> _Supplied passage_:

──────────

Testing for pathogens and chemicals in your drinking water can provide you with the information needed to make changes to your home’s water supply system. Whether water from private well, or public water, Welcome Home can collect samples and submit them to reputable labs for analysis.

About water quality testing


Almost any chemical can be tested for in water. It can be challenging to know where to begin with regards to choosing which chemical to test for. The most common chemical in the public water that is tested for is lead. Based on the scientific literature, lead is a toxicant to humans, especially for children due to their smaller body mass and developing bodies. Lead pipes may have been removed from the house and outside of the house to the pubic tap; however, there are older homes with lead-based pipes, pipes that have been connected together with lead, and pipes that are underground that can’t be seen. Testing the drinking water is an effective way to determine lead content in the drinking water. If results are high based on the Environmental Protection Agency (EPA) standards, corrective action is recommended. Beyond lead, water testing may inform a homeowner if water treatments such as conditioning and filtration may be of use, and if so, what types of devices to consider.

──────────

> _Work instructions_:
(a) In the water testing passage, why is lead described as especially harmful to children?
(b) List every kind of pipe that the water testing passage says may still involve lead even after lead pipes have been removed.

──────────

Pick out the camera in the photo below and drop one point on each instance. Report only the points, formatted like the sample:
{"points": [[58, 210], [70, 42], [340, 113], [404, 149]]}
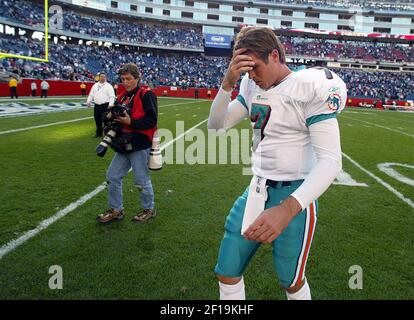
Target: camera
{"points": [[112, 128]]}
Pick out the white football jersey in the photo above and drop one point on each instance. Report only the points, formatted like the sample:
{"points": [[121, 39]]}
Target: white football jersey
{"points": [[281, 116]]}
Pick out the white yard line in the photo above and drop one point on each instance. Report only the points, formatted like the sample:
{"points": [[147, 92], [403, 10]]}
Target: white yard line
{"points": [[13, 244], [380, 181], [44, 125], [383, 127], [74, 120]]}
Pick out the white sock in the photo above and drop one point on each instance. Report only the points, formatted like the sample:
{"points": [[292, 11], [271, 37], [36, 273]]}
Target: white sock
{"points": [[302, 294], [232, 291]]}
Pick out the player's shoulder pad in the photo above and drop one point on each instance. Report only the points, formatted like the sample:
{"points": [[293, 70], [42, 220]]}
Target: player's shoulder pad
{"points": [[321, 85]]}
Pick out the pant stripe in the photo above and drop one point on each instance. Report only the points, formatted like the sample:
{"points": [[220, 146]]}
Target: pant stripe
{"points": [[307, 240]]}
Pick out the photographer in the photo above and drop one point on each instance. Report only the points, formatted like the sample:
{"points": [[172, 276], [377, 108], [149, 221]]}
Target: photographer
{"points": [[103, 96], [132, 145]]}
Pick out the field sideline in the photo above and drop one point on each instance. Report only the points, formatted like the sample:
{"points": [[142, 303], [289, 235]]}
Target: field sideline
{"points": [[49, 164]]}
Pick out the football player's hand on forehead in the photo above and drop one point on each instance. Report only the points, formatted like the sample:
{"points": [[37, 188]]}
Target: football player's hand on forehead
{"points": [[240, 63]]}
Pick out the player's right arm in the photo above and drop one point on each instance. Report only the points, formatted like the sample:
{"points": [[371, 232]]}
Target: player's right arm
{"points": [[224, 113], [90, 97]]}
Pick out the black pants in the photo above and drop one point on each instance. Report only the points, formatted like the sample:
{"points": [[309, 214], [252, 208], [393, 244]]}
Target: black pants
{"points": [[13, 92], [99, 113]]}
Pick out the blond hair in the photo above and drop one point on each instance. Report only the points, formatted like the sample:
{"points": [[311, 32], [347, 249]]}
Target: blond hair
{"points": [[260, 41]]}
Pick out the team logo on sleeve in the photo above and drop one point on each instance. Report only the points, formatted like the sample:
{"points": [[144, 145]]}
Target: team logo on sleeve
{"points": [[334, 100]]}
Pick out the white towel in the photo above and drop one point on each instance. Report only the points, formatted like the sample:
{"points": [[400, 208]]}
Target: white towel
{"points": [[256, 201]]}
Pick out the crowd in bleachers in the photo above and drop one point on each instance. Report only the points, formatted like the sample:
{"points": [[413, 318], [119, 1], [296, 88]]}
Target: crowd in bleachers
{"points": [[75, 62], [133, 32], [191, 38], [373, 4], [82, 62], [367, 51]]}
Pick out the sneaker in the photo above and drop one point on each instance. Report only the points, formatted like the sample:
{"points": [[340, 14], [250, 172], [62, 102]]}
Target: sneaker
{"points": [[109, 215], [145, 215]]}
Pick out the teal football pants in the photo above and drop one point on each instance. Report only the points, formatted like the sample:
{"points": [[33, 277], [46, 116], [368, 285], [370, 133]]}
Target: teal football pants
{"points": [[290, 250]]}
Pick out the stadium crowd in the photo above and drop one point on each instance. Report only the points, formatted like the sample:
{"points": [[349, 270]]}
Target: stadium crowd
{"points": [[191, 38], [372, 4], [159, 67], [367, 51]]}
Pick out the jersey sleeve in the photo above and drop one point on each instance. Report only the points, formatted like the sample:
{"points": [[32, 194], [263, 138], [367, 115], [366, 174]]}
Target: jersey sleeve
{"points": [[328, 98], [244, 93]]}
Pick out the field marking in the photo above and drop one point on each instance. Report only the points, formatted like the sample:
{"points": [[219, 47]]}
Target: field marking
{"points": [[53, 98], [383, 127], [387, 168], [74, 120], [13, 244], [380, 181], [44, 125]]}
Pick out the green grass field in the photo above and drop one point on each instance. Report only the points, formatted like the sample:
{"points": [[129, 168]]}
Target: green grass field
{"points": [[45, 170]]}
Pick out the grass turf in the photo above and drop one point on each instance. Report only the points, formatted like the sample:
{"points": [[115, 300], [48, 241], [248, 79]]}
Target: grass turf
{"points": [[173, 255]]}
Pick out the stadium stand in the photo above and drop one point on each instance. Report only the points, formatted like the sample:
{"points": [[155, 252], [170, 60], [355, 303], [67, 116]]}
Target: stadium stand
{"points": [[71, 61], [372, 4]]}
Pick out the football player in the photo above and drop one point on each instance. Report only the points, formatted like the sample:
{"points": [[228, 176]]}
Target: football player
{"points": [[296, 156]]}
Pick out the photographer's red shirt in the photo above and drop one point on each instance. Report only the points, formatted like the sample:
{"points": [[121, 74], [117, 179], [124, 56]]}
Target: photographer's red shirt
{"points": [[143, 115]]}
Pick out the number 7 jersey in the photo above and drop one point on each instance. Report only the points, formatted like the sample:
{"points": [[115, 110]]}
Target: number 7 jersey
{"points": [[282, 116]]}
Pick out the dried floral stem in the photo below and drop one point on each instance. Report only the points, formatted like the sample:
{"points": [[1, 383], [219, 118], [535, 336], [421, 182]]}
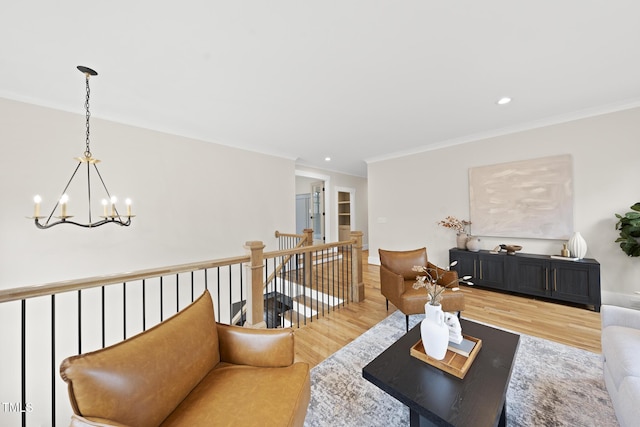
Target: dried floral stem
{"points": [[430, 280]]}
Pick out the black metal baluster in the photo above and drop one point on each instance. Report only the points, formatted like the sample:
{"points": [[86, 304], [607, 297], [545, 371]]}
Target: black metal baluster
{"points": [[241, 297], [218, 278], [23, 351], [124, 310], [161, 298], [79, 322], [144, 305], [53, 360], [230, 298], [103, 317]]}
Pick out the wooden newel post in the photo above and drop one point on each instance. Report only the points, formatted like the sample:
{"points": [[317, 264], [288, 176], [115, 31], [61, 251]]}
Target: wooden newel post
{"points": [[357, 284], [255, 299]]}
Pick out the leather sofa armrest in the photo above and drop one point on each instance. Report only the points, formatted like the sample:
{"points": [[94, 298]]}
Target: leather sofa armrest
{"points": [[391, 284], [448, 276], [619, 316], [268, 348], [78, 421]]}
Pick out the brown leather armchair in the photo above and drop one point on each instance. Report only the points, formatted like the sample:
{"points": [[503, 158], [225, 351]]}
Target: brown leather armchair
{"points": [[397, 279]]}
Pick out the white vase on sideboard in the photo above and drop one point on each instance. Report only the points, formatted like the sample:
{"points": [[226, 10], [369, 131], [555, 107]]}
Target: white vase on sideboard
{"points": [[577, 246]]}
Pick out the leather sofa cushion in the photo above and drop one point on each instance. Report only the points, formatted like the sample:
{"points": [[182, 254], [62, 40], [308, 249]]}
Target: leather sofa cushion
{"points": [[621, 346], [131, 385], [272, 397]]}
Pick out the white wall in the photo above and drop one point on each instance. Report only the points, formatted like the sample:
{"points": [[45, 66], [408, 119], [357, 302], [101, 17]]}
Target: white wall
{"points": [[409, 195], [193, 200]]}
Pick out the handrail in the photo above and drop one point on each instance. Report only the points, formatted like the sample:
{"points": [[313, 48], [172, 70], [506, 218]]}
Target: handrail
{"points": [[279, 234], [288, 253], [281, 266], [25, 292]]}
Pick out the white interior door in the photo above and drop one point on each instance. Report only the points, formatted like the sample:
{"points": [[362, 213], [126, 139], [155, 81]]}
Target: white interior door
{"points": [[317, 212]]}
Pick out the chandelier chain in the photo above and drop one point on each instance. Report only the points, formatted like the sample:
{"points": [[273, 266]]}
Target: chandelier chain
{"points": [[87, 151]]}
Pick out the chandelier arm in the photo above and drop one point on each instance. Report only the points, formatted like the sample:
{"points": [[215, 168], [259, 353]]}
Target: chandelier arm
{"points": [[106, 190], [89, 190], [91, 225], [63, 191]]}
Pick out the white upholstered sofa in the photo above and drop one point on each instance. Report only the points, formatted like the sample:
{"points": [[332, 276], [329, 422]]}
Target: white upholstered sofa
{"points": [[621, 355]]}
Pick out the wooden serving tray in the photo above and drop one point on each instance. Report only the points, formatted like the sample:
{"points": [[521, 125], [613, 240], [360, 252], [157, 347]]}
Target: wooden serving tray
{"points": [[453, 363]]}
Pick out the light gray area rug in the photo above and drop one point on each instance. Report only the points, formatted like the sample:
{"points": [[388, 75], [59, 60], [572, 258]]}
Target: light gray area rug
{"points": [[551, 385]]}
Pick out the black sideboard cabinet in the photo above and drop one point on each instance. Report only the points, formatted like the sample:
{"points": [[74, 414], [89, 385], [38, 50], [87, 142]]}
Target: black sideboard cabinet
{"points": [[531, 274]]}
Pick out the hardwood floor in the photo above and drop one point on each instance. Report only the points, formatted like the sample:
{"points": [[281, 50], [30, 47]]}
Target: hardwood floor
{"points": [[574, 326]]}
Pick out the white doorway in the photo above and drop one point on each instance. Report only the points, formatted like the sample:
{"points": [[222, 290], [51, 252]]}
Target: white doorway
{"points": [[318, 212], [309, 184], [346, 211]]}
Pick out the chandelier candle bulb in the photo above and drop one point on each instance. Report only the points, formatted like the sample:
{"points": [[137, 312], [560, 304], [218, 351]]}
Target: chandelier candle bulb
{"points": [[63, 205], [36, 210]]}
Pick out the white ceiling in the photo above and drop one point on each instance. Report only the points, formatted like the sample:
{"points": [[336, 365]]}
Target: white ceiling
{"points": [[356, 80]]}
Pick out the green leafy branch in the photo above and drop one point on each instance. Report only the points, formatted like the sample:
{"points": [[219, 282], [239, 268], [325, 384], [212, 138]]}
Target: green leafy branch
{"points": [[629, 226]]}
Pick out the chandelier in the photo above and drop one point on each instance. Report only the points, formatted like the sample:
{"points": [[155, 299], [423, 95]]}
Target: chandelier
{"points": [[110, 213]]}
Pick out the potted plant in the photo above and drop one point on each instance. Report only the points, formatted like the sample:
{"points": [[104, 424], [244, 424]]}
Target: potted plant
{"points": [[629, 226], [460, 226]]}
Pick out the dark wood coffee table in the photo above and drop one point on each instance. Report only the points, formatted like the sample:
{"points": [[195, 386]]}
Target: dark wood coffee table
{"points": [[435, 397]]}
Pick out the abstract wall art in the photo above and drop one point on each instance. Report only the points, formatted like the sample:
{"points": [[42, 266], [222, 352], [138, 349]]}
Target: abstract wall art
{"points": [[528, 198]]}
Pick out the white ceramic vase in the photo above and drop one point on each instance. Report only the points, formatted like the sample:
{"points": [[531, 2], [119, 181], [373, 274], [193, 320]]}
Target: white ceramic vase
{"points": [[461, 240], [473, 244], [577, 246], [434, 332]]}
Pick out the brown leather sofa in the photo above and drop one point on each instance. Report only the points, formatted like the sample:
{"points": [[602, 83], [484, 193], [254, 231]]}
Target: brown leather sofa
{"points": [[191, 371], [397, 279]]}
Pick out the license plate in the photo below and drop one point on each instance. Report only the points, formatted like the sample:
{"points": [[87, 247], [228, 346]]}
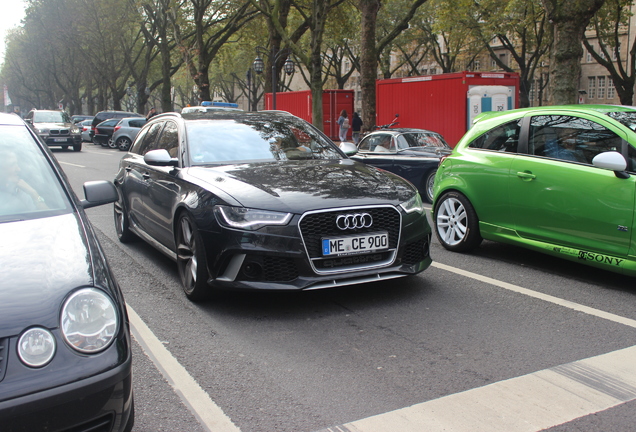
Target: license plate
{"points": [[355, 244]]}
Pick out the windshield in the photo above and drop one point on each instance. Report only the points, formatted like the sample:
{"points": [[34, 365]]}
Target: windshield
{"points": [[51, 117], [421, 139], [255, 139], [627, 118], [29, 188]]}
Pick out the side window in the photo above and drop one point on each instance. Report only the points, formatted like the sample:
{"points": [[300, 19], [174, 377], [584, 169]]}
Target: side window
{"points": [[148, 141], [169, 139], [570, 138], [504, 138]]}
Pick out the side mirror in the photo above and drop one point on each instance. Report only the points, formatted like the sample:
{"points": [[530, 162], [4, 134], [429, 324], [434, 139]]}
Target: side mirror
{"points": [[613, 161], [348, 148], [160, 157], [99, 193]]}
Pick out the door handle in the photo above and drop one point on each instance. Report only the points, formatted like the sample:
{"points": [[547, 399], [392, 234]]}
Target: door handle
{"points": [[525, 175]]}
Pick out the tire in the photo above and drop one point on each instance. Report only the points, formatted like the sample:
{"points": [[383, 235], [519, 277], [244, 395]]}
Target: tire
{"points": [[122, 224], [191, 259], [428, 186], [456, 223], [123, 143]]}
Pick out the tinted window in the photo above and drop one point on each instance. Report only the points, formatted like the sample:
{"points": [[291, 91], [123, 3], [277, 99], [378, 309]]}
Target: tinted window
{"points": [[376, 143], [570, 138], [504, 138], [29, 188], [255, 139], [169, 139], [147, 141]]}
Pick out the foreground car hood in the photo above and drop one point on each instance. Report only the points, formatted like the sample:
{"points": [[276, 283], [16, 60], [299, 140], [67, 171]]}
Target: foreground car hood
{"points": [[299, 186], [42, 260]]}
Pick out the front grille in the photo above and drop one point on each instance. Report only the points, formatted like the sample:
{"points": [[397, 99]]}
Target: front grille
{"points": [[4, 353], [316, 226]]}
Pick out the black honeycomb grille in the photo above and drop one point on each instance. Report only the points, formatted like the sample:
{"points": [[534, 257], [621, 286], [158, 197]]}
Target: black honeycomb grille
{"points": [[276, 269], [316, 226]]}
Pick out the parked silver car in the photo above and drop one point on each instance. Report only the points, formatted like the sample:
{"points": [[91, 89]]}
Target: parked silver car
{"points": [[126, 131]]}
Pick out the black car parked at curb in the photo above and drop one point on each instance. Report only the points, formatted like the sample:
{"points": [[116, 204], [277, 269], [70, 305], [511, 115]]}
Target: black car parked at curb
{"points": [[263, 200], [65, 346]]}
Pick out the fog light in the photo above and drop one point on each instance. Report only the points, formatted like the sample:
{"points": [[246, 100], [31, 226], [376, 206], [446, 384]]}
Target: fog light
{"points": [[36, 347]]}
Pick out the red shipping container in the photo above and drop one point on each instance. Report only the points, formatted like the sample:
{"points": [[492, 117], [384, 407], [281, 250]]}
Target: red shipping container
{"points": [[298, 103], [445, 103]]}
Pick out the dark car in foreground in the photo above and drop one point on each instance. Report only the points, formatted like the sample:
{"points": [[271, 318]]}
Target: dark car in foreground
{"points": [[65, 348], [55, 128], [263, 200], [559, 180], [413, 154]]}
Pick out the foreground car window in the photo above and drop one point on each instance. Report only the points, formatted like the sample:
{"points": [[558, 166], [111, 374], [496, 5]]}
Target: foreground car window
{"points": [[222, 141], [570, 138], [29, 188], [504, 138]]}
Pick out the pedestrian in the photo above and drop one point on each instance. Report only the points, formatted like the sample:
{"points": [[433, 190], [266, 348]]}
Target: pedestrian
{"points": [[356, 127], [151, 113], [343, 122]]}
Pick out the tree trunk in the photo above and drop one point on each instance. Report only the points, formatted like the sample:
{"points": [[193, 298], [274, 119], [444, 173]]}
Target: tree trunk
{"points": [[569, 19], [368, 60]]}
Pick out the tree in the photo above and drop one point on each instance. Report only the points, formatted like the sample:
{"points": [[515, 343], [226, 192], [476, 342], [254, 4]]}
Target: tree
{"points": [[370, 49], [569, 19], [609, 24]]}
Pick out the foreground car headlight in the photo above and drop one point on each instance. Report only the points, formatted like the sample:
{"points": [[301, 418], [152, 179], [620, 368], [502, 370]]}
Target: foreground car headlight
{"points": [[89, 321], [413, 205], [249, 219], [36, 347]]}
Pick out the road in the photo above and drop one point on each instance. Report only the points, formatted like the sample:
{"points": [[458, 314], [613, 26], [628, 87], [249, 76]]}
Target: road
{"points": [[502, 339]]}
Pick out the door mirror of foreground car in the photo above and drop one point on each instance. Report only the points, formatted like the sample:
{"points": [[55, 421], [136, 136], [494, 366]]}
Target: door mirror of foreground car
{"points": [[348, 148], [160, 157], [613, 161], [99, 193]]}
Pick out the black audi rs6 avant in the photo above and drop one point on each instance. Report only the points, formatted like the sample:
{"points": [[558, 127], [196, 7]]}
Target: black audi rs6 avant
{"points": [[263, 200]]}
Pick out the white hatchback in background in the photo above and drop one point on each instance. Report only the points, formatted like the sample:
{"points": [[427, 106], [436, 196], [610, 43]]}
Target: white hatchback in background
{"points": [[126, 131]]}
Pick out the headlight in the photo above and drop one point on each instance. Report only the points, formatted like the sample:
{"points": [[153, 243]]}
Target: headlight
{"points": [[249, 219], [36, 347], [89, 321], [414, 204]]}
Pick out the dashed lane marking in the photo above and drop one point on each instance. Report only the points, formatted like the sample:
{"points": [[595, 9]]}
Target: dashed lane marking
{"points": [[210, 416]]}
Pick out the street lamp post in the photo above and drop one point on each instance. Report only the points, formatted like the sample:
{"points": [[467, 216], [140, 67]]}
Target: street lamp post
{"points": [[259, 67]]}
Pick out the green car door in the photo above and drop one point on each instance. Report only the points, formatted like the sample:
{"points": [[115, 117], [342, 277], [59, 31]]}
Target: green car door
{"points": [[558, 197]]}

──────────

> _Solutions to the tasks_:
(a) The passage says lead is a toxicant to humans and especially to children because of their smaller body mass and developing bodies.

(b)
- Lead-based pipes in older homes
- Pipes that have been connected together with lead
- Pipes that are underground and can't be seen